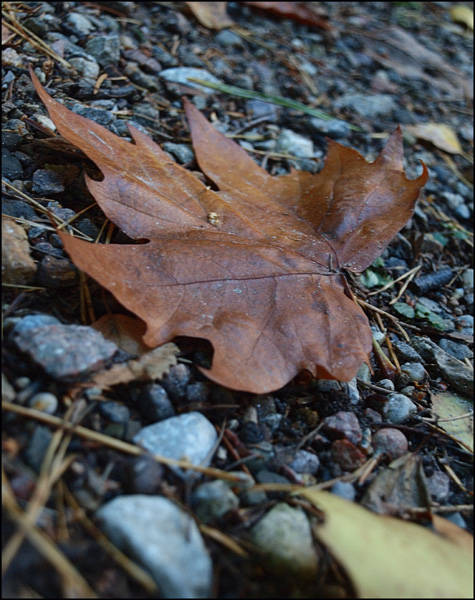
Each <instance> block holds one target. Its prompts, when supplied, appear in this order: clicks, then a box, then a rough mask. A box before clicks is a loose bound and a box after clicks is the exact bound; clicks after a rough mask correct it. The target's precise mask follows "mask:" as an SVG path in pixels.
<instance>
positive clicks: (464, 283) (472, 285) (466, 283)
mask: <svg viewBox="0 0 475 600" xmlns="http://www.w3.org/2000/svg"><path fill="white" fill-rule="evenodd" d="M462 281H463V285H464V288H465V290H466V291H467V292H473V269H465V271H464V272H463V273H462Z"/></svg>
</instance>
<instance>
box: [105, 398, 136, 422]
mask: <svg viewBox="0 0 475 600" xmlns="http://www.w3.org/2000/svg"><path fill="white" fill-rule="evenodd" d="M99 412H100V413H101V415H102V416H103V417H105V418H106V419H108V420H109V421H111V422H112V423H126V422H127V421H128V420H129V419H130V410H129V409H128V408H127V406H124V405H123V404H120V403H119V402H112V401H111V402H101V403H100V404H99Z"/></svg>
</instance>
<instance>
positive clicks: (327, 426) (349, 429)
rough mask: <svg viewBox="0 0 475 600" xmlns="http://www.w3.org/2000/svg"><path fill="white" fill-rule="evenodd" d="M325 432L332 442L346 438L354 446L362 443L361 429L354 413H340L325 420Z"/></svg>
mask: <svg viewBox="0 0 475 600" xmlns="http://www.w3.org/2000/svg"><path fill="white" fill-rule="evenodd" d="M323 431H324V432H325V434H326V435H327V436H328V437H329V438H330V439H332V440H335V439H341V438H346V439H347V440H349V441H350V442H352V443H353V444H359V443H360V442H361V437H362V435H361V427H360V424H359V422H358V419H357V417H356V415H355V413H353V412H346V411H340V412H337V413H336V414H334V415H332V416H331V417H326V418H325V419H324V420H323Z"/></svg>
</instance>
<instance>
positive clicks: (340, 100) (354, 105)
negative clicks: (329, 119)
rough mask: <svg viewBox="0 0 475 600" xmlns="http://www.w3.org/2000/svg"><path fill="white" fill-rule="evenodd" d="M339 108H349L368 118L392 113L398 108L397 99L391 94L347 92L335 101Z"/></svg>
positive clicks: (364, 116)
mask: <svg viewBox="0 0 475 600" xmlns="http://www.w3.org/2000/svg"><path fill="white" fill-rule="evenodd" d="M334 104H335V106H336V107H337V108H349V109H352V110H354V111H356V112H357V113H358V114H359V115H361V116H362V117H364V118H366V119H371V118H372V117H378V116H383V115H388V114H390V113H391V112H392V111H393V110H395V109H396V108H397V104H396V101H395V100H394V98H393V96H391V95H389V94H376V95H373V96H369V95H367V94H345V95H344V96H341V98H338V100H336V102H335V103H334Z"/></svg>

◇ ◇ ◇ ◇ ◇

# DESCRIPTION OF THE TASK:
Each line in the entries above, starting at the line with "432L332 442L346 438L354" and ending at the line with "108H349L368 118L392 113L398", is to be printed exactly, and only those lines.

# RESULT FOR THIS TASK:
rough mask: <svg viewBox="0 0 475 600" xmlns="http://www.w3.org/2000/svg"><path fill="white" fill-rule="evenodd" d="M325 432L332 442L346 438L354 446L362 443L361 429L354 413H340L325 420Z"/></svg>
mask: <svg viewBox="0 0 475 600" xmlns="http://www.w3.org/2000/svg"><path fill="white" fill-rule="evenodd" d="M323 431H324V432H325V434H326V435H327V436H328V437H329V438H330V439H332V440H335V439H341V438H346V439H347V440H349V441H350V442H352V443H353V444H359V443H360V442H361V437H362V435H361V427H360V424H359V422H358V419H357V417H356V415H355V413H353V412H346V411H340V412H337V413H336V414H334V415H332V416H331V417H326V418H325V419H324V420H323Z"/></svg>
</instance>
<instance>
positive clicks: (340, 100) (354, 105)
negative clicks: (329, 119)
rough mask: <svg viewBox="0 0 475 600" xmlns="http://www.w3.org/2000/svg"><path fill="white" fill-rule="evenodd" d="M339 108H349L368 118L392 113L398 108L397 99L391 94L347 92L335 101Z"/></svg>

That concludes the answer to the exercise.